>>>

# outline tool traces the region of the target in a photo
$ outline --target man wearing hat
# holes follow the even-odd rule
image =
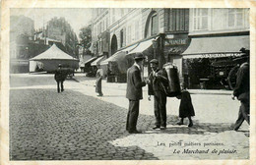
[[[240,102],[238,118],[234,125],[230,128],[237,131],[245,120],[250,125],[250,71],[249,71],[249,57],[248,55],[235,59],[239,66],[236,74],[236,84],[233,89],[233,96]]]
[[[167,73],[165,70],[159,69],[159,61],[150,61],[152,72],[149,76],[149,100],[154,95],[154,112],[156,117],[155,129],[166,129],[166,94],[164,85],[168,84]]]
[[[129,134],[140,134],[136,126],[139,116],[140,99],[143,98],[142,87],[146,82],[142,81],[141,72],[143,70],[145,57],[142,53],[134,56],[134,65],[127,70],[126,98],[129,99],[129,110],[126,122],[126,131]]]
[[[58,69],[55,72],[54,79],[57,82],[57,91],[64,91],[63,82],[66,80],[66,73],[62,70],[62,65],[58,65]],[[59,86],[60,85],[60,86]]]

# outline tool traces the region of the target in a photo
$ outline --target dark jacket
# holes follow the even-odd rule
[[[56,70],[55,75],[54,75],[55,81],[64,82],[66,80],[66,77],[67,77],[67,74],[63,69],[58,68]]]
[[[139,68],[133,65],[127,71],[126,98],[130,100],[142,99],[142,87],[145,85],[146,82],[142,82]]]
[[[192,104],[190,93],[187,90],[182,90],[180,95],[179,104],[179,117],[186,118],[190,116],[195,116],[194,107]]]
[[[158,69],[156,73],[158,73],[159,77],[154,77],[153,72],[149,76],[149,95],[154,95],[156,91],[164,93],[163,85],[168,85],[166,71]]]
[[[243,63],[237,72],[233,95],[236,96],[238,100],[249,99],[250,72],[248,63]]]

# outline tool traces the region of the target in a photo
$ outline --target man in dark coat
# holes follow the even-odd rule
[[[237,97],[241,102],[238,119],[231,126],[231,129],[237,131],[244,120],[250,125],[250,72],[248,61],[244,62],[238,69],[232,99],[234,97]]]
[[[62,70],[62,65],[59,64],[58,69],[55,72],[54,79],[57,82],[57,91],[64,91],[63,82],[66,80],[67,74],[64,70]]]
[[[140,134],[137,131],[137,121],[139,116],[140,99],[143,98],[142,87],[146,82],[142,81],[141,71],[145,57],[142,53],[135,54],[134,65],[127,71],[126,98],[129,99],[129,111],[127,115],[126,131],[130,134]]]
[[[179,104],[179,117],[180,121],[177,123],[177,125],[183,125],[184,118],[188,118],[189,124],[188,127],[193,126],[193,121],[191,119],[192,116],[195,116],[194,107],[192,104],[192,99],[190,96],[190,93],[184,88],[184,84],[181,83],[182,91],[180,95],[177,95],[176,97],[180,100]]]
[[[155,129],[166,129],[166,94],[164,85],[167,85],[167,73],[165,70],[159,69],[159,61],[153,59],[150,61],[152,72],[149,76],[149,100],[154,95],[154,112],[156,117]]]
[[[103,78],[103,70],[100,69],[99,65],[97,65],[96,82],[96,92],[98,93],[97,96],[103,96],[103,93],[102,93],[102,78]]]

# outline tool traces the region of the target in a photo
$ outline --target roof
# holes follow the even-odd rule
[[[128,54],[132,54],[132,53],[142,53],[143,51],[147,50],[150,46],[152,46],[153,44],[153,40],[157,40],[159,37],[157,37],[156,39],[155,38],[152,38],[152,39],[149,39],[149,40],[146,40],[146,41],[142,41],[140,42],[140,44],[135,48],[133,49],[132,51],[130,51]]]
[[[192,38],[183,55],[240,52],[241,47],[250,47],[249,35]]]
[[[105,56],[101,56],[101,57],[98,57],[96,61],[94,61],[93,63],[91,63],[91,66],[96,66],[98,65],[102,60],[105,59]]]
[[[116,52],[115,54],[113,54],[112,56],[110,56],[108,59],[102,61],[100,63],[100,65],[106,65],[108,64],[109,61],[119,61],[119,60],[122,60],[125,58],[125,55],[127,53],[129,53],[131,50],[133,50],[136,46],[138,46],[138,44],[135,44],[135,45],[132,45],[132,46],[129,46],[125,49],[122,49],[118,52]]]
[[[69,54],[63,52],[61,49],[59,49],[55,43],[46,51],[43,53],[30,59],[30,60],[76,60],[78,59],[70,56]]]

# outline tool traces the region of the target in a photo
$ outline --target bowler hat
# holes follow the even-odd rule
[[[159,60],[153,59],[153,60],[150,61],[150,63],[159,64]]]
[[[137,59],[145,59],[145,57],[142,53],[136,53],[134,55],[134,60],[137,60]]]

<<<
>>>

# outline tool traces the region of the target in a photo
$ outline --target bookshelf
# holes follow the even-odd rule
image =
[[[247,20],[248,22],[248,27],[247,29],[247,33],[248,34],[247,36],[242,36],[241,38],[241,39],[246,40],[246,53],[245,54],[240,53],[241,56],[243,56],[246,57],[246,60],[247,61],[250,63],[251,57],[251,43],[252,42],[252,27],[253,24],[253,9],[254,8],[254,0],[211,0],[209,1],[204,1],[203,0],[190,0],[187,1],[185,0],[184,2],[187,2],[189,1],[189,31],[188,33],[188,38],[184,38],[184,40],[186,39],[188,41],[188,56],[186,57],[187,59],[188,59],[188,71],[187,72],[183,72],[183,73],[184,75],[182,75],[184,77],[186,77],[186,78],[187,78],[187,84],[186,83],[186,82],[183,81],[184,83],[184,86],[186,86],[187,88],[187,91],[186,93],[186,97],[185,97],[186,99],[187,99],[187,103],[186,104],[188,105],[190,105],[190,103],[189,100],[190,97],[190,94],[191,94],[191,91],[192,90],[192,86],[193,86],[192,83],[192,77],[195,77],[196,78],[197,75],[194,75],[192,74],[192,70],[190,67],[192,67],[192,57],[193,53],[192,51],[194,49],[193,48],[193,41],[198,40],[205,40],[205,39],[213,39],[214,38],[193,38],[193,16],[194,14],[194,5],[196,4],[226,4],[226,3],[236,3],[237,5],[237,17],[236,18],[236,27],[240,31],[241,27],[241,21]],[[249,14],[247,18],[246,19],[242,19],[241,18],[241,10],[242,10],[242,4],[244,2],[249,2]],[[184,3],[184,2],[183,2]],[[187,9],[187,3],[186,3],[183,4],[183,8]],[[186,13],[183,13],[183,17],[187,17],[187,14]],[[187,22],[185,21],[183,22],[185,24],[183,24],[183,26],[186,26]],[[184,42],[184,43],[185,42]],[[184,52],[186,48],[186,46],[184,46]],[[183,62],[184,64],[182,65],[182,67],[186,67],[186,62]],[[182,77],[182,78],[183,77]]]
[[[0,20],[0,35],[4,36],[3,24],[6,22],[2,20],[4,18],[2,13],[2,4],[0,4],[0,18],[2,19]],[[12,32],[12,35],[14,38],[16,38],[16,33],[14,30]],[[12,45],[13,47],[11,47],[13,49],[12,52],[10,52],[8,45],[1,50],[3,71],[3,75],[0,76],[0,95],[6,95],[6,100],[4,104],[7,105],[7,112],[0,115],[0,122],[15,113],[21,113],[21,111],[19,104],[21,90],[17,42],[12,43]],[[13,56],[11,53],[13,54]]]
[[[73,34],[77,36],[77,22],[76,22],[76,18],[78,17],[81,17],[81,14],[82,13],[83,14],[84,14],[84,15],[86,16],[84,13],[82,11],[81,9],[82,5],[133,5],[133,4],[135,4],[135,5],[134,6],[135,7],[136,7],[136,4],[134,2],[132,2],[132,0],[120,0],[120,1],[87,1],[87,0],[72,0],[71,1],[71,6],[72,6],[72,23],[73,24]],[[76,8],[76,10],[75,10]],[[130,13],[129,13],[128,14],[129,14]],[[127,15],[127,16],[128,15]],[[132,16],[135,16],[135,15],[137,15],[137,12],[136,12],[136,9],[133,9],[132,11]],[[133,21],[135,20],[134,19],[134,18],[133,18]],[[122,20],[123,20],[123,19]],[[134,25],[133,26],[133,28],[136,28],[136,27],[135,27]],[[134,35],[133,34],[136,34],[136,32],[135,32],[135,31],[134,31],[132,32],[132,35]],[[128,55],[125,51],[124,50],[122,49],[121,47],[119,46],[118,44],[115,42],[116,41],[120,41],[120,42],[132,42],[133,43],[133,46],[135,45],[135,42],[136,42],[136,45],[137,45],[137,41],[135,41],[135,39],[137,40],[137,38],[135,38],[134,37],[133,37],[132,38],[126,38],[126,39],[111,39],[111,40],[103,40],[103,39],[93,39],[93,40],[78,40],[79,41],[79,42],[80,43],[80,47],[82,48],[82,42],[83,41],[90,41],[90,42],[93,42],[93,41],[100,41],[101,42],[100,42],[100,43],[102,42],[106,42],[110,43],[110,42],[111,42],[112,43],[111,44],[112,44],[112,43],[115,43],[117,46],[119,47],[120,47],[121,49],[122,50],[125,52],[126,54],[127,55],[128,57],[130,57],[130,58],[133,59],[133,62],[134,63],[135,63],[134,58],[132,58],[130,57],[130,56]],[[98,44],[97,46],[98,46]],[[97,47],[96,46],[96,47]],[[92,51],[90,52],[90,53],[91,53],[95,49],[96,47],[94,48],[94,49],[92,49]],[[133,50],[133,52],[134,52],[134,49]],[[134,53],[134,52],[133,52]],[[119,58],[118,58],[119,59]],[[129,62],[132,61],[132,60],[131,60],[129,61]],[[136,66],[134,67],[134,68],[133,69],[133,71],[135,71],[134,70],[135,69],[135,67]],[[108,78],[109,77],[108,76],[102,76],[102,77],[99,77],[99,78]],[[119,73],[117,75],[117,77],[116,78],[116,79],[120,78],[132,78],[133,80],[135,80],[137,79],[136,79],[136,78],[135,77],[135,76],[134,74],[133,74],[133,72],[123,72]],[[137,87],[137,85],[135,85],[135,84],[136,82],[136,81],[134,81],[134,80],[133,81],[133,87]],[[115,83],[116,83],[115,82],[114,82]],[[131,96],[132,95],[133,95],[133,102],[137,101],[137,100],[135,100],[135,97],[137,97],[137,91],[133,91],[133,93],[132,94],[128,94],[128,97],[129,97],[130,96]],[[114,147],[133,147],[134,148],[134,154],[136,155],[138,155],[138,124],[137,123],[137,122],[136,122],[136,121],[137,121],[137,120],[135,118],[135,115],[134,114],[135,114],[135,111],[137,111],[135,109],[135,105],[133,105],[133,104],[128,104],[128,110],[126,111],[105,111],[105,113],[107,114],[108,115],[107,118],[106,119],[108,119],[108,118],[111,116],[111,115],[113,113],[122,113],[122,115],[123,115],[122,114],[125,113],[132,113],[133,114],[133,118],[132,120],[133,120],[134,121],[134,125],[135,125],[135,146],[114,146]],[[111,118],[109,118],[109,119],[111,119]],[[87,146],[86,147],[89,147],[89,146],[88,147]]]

<<<

▸ Task prompt: How many lines of the material above contain the string "dark"? Case matters, so give only the number.

▸ Full answer: 2